[Dataset rows]
(begin)
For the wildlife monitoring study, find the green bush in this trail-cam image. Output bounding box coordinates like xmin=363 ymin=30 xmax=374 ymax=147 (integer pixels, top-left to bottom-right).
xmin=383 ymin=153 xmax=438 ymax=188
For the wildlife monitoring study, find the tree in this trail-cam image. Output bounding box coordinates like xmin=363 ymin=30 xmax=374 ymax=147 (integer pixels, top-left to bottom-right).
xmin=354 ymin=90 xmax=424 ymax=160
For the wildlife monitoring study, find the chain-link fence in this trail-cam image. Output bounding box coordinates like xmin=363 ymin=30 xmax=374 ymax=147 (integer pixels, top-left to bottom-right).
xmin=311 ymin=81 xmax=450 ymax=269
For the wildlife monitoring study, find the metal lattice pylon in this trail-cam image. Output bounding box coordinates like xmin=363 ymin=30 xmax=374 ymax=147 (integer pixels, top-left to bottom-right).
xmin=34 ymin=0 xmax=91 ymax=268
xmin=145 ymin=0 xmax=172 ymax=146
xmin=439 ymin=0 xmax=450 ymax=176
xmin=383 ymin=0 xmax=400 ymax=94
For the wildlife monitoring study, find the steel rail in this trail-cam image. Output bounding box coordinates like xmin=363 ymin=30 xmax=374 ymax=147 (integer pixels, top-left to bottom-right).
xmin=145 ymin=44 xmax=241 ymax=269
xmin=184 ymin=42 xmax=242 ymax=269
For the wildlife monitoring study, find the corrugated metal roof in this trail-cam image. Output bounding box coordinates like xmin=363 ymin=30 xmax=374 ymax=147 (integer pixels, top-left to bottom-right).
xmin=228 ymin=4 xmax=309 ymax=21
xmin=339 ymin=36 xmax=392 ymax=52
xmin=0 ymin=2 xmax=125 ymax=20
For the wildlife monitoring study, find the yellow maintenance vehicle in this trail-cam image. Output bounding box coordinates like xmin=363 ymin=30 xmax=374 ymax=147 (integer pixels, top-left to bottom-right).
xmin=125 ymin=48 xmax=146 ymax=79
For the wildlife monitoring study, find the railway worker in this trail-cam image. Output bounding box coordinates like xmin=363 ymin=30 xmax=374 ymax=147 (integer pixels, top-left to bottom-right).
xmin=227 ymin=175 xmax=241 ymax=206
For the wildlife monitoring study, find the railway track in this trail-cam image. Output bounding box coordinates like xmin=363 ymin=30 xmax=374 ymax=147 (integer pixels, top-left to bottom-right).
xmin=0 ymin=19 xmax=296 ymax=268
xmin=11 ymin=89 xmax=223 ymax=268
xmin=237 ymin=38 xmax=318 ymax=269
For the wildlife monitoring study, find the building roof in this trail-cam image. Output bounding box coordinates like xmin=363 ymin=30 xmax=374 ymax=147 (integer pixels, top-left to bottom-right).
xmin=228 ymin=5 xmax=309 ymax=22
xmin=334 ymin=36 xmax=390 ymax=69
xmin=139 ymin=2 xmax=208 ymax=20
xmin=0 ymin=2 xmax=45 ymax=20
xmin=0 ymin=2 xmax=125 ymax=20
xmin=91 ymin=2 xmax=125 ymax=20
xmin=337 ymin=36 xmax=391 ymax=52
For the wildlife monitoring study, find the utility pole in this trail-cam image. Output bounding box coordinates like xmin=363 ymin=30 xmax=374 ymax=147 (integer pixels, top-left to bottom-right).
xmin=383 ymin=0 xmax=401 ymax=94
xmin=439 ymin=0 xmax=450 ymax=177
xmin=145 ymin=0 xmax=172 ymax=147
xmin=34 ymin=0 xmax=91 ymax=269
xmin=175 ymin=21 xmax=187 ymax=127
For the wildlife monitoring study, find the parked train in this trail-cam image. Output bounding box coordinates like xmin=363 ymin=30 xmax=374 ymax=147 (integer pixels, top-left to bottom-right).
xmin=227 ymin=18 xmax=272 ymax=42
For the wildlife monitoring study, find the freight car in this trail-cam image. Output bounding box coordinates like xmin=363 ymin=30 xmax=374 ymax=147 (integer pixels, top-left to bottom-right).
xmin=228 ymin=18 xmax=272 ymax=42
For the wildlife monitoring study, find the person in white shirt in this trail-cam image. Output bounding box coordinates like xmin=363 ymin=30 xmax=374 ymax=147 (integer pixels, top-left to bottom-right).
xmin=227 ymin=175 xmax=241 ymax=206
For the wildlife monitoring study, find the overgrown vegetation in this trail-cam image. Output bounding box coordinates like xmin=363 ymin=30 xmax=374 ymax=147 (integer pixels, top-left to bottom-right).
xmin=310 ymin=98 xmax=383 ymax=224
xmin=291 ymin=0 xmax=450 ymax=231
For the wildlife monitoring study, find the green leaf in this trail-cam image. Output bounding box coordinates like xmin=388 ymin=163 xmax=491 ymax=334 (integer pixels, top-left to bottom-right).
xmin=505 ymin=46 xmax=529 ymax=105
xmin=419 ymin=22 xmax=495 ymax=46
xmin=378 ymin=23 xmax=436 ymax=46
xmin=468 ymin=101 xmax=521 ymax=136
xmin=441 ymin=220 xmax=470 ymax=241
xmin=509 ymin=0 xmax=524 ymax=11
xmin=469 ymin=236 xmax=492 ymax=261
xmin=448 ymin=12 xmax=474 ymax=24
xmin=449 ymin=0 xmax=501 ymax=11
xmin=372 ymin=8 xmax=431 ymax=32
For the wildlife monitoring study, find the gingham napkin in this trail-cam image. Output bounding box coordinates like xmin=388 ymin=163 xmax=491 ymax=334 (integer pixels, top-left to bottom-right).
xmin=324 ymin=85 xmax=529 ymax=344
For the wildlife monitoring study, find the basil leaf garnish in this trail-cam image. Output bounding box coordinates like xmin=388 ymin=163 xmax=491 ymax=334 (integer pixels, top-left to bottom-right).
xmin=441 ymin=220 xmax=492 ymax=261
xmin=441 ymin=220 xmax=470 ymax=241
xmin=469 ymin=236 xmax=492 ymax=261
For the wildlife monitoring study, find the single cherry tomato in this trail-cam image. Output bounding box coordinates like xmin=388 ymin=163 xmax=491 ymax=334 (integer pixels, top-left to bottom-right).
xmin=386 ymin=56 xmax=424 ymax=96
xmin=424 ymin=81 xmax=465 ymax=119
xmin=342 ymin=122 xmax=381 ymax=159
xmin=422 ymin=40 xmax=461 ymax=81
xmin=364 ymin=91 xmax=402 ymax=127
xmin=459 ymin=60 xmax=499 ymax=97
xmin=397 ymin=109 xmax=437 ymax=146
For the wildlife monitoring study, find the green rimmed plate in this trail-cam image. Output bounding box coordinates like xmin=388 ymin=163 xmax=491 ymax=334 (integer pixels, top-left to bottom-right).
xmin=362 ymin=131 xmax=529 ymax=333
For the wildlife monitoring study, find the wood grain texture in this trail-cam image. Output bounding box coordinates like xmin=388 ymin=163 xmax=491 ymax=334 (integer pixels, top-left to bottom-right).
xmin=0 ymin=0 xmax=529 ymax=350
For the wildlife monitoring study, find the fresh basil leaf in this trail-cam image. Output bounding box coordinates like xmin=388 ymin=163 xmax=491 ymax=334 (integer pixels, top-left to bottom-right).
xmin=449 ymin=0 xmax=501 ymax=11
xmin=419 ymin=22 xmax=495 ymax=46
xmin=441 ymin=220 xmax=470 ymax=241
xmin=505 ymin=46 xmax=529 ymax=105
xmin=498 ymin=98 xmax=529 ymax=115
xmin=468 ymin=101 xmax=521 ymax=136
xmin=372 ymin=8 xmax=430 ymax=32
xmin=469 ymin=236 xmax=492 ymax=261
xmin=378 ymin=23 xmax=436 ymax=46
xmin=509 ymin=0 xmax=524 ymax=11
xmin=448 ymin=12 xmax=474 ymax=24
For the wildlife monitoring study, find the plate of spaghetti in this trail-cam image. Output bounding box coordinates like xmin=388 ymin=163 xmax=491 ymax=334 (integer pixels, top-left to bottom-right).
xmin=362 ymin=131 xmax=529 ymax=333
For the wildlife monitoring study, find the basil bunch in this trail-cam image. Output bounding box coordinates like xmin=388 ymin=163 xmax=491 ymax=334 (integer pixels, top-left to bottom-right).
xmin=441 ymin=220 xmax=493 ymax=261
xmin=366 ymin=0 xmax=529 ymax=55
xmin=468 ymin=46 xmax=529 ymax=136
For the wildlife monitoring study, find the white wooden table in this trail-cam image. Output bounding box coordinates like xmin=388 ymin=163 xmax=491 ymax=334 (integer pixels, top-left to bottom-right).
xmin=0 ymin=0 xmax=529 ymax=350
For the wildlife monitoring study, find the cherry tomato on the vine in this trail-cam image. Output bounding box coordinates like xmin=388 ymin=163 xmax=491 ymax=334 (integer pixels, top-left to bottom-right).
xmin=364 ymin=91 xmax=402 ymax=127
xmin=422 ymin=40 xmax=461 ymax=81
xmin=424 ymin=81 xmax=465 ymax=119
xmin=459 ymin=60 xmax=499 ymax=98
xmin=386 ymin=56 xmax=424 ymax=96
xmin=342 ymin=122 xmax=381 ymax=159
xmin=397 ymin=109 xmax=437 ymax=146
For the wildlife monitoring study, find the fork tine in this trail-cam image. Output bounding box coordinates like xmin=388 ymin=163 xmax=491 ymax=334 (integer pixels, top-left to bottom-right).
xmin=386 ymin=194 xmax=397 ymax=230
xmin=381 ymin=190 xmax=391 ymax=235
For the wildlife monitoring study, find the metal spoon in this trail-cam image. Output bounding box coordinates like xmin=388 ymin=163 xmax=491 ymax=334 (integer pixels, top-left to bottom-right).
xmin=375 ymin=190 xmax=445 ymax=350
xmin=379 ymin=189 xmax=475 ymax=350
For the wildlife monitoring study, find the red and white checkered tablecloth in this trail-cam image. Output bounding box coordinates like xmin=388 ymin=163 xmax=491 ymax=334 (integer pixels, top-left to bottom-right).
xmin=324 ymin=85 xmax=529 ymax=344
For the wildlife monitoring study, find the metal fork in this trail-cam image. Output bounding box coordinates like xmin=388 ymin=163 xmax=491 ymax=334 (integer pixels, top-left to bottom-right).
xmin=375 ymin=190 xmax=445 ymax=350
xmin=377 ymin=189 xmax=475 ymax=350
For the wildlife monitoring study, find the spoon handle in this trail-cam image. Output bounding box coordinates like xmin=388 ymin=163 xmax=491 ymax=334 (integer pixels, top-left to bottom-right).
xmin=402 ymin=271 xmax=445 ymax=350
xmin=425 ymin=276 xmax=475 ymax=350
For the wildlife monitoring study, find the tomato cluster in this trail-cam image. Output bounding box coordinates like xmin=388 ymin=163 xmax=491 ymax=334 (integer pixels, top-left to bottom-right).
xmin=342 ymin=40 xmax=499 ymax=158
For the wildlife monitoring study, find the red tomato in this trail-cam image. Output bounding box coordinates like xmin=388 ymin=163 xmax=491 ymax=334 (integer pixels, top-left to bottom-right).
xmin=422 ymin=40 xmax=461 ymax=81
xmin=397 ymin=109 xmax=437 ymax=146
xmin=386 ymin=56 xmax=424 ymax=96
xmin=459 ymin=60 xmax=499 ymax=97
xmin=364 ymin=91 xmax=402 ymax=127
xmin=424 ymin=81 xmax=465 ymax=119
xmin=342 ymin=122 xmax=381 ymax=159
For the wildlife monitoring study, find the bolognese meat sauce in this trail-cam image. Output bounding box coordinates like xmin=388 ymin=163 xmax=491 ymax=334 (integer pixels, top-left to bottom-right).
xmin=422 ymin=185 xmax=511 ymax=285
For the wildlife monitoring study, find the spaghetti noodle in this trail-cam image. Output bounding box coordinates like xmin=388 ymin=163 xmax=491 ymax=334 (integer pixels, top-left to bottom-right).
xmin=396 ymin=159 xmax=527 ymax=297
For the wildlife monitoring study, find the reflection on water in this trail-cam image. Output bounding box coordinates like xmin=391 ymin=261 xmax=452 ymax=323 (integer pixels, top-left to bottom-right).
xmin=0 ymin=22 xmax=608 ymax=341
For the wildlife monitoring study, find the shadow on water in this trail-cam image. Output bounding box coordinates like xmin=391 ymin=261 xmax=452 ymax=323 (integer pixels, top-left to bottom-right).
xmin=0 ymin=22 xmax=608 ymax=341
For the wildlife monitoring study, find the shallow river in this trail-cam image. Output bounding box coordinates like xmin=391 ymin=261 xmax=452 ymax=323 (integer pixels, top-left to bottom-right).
(end)
INSTRUCTIONS FOR THE TASK: Reproduce the lines, beginning at the line that contains "For the wildlife monitoring study, find the metal spoon" and stopping after the line that contains "xmin=379 ymin=189 xmax=475 ymax=350", with each coordinate value in the answers multiplied by 0.25 and rounded to a whole number, halves rounded up. Copy the request lines, including their sample coordinates, unchanged.

SOLUTION BELOW:
For the wildlife monitoring study, find the metal spoon in this trail-cam image. Output bounding box coordinates like xmin=388 ymin=163 xmax=491 ymax=334 (integer pixels, top-left to bottom-right).
xmin=94 ymin=48 xmax=111 ymax=88
xmin=95 ymin=47 xmax=119 ymax=88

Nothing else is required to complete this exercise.